INSTRUCTIONS FOR THE TASK
Reproduce every line of the listing from the line containing "Place one keypoint per instance of the asphalt" through the end of the listing. Scale each answer coordinate by 2.45 and round it to a whole number, with halves rounded up, and copy all other lines unchanged, including their sample coordinates.

SUPPLIED ENTRIES

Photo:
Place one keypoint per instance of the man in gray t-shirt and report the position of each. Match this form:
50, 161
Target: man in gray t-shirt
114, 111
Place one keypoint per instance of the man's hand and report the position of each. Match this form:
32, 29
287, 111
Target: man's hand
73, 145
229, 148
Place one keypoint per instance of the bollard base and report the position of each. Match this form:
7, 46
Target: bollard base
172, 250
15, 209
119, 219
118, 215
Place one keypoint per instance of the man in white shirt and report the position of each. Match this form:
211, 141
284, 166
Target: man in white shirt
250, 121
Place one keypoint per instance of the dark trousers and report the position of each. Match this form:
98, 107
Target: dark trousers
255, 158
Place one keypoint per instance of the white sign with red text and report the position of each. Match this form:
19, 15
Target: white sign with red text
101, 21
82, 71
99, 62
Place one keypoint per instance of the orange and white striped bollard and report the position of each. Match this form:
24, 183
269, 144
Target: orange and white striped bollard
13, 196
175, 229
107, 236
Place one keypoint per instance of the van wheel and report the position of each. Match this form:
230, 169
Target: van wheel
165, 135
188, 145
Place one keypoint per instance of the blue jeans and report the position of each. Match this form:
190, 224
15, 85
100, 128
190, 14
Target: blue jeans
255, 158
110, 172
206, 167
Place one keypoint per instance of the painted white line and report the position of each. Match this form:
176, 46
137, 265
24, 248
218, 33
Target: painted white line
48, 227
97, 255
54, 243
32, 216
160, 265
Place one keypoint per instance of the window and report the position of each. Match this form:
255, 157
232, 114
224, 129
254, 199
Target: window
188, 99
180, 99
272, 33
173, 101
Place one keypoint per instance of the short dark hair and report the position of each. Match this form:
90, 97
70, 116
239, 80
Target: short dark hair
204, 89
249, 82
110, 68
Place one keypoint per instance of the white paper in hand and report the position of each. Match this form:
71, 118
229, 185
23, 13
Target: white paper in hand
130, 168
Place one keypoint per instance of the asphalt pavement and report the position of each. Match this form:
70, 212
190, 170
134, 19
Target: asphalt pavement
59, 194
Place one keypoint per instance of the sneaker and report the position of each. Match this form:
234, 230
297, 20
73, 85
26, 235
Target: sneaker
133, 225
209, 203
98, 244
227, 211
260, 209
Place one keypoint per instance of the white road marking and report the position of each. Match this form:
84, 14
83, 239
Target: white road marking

THE RESPONSE
Place one keypoint per instance of the asphalt pavement and report the position of each. Match this form:
70, 212
190, 170
134, 19
Target: asphalt pavement
145, 475
Place one keypoint per instance of the sneaker and report the position of each. Match this form:
234, 230
297, 20
73, 85
26, 235
Target: sneaker
326, 551
512, 497
240, 598
556, 517
637, 512
Place one keypoint per instance of the white road marking and report the position of each. Match this form:
84, 14
83, 239
Target: white road marking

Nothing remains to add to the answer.